- _Trecho do texto_:
Nimuendajú (Tania Anaya, 2025)
O Branco de Mil Faces
Escrito por Letícia Negreiros
Revisado por Davi Pieri
O Branco de Mil Faces
Escrito por Letícia Negreiros
Revisado por Davi Pieri
19 de setembro de 2025
Em 1917, a Argentina apresenta ao mundo um dos primeiros - senão o primeiro - longa-metragem de animação da história: El apóstol (Quirino Cristiani). Em 1905, Curt Nimuendajú, nascido Curt Unckel, estabelece o primeiro contato com povos indígenas brasileiros. Em 2025, Tania Anaya une as duas linhas temporais em Nimuendajú.
A diretora nos transporta para os diários de campo de Curt. Etnógrafo alemão autodidata, foi fundamental para a preservação e reconstituição da história de diversos povos originários. Era solitário, trabalhava sozinho e, na época, foi marginalizado por conta de seus métodos de pesquisa. Vivia entre os indígenas, tendo sido batizado por eles. Dividia seu tempo entre seis meses na vida com sua esposa Lila em Belém e seis meses em suas viagens de campo.

- _Trechos de dados_:
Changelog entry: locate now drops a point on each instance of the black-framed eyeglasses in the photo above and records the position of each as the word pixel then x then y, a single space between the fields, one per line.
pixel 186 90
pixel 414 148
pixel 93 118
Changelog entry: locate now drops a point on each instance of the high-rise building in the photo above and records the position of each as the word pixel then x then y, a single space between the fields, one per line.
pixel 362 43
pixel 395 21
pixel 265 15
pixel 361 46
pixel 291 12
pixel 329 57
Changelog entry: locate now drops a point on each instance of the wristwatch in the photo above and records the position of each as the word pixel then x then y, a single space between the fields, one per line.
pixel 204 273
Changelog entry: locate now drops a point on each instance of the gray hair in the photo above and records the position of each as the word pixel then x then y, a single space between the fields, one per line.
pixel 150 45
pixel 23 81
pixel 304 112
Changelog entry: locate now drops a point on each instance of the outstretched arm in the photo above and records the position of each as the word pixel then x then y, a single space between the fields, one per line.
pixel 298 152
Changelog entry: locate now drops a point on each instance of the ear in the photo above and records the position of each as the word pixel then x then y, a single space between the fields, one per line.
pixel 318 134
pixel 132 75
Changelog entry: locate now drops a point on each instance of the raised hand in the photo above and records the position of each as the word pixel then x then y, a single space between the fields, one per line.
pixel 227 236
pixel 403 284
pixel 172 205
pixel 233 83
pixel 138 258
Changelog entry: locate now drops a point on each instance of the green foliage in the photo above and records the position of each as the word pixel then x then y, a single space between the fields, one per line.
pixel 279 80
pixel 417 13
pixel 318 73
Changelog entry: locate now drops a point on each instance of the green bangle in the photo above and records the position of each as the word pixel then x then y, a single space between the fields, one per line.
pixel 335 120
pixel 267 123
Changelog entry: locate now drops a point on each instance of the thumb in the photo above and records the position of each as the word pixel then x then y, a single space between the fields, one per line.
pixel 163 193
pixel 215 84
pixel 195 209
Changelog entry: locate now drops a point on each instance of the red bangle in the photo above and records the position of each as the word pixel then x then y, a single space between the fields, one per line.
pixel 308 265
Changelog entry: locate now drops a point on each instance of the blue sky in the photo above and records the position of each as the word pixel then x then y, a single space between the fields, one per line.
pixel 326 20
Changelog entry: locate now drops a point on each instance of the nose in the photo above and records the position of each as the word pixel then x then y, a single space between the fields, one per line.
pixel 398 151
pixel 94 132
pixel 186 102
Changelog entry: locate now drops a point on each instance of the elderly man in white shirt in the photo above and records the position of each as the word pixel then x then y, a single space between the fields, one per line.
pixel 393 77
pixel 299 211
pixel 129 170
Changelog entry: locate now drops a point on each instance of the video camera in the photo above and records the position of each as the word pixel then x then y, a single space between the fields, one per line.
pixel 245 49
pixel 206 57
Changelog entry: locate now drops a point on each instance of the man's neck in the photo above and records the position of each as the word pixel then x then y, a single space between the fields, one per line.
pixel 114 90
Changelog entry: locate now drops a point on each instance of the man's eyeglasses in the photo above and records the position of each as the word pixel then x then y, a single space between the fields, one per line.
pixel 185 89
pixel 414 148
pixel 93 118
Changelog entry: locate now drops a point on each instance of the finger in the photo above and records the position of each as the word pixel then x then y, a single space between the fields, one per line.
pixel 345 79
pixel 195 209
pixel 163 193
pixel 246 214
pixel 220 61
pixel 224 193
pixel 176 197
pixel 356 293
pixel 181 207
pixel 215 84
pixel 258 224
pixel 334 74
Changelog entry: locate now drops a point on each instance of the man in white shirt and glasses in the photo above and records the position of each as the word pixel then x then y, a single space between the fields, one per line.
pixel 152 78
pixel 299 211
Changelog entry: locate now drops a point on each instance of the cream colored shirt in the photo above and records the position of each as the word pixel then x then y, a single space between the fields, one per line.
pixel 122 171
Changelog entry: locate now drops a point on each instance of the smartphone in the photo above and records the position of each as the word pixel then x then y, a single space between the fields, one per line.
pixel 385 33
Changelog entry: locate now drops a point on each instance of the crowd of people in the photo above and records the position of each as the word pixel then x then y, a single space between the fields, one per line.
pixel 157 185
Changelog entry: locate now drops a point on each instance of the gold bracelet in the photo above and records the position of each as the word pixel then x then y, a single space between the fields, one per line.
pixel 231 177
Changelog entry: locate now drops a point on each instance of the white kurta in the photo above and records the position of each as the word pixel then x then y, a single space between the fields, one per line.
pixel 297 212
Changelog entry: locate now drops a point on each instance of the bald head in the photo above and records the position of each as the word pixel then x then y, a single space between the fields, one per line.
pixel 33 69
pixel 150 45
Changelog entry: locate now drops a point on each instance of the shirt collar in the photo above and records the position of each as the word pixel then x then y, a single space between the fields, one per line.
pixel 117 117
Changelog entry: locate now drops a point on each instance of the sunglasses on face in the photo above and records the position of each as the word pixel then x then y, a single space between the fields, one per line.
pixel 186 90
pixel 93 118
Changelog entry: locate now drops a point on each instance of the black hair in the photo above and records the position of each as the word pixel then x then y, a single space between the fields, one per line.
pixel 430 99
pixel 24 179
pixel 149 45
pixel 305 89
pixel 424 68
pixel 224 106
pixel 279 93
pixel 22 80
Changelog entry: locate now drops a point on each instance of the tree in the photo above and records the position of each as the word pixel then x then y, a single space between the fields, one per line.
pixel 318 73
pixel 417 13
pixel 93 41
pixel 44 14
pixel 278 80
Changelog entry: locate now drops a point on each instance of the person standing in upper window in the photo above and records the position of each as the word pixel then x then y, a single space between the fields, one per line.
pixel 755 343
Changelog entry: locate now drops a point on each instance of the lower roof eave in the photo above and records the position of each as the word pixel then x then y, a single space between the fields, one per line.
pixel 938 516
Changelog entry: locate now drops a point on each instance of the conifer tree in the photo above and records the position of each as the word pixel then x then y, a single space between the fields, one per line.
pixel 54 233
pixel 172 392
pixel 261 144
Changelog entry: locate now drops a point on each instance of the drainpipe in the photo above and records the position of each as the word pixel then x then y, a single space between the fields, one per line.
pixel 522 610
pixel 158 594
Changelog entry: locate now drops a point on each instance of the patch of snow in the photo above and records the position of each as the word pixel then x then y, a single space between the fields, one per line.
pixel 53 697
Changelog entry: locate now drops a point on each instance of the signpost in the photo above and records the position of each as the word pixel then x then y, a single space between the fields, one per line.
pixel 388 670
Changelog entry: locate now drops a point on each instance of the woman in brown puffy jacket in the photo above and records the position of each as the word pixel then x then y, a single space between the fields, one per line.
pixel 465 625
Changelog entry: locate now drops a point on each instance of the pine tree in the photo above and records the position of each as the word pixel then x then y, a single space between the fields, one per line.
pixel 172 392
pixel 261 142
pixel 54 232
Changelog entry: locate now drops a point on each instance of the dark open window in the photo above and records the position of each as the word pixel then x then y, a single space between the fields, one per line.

- _Tarefa proposta_:
Reescreva de forma mais curta o parágrafo do trecho do texto que começa com "A diretora nos transporta", mantendo os fatos principais.

- _Problema resolvido_:
A diretora nos leva aos diários de campo de Curt, etnógrafo alemão autodidata fundamental para preservar e reconstituir a história de diversos povos originários. Solitário, trabalhava sozinho e foi marginalizado na época por seus métodos de pesquisa. Vivia entre os indígenas, que o batizaram, e dividia o tempo entre seis meses com a esposa Lila em Belém e seis meses em viagens de campo.